Entries from a pointing dataset:
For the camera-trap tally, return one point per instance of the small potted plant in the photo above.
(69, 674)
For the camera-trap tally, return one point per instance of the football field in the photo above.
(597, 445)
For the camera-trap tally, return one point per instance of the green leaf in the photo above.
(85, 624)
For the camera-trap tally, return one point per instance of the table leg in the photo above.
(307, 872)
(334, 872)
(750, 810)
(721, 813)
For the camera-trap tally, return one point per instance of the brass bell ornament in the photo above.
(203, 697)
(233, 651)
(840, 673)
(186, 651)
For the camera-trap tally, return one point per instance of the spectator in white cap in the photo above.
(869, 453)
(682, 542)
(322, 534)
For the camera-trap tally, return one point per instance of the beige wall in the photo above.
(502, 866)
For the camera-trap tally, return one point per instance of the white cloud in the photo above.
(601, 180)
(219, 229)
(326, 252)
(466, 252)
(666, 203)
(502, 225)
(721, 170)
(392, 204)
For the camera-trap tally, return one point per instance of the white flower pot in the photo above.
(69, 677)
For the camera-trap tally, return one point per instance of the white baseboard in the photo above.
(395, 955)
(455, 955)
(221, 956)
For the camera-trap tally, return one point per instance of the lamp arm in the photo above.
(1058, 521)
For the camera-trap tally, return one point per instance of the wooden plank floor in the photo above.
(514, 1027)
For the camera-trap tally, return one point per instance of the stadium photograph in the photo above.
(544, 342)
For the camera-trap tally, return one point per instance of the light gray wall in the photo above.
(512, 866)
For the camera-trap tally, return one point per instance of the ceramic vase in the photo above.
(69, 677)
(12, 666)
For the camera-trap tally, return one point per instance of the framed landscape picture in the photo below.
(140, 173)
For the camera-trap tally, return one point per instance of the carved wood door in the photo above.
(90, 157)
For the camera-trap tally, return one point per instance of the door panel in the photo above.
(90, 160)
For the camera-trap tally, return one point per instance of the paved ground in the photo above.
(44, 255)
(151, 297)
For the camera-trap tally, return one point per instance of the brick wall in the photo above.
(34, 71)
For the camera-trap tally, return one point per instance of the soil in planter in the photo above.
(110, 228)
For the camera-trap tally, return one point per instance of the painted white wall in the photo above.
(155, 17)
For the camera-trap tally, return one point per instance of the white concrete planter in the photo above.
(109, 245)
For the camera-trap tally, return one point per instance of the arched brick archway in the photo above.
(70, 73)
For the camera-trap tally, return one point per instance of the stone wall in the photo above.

**What the task requires**
Express the records, starting with the line containing "baseboard in the photo above." and continuing through the line containing "(1058, 521)", as a Markdown table with the columns Row and Line. Number each line in order and skip any blank lines.

**Result**
| Row | Line |
|---|---|
| 1 | For the camera-trap tally, return one point per instance of the white baseboard in the photo above. |
| 2 | (395, 955) |
| 3 | (455, 955) |
| 4 | (221, 956) |
| 5 | For the camera-trap tally, return one point per instance of the lamp arm in the photo above. |
| 6 | (1058, 521) |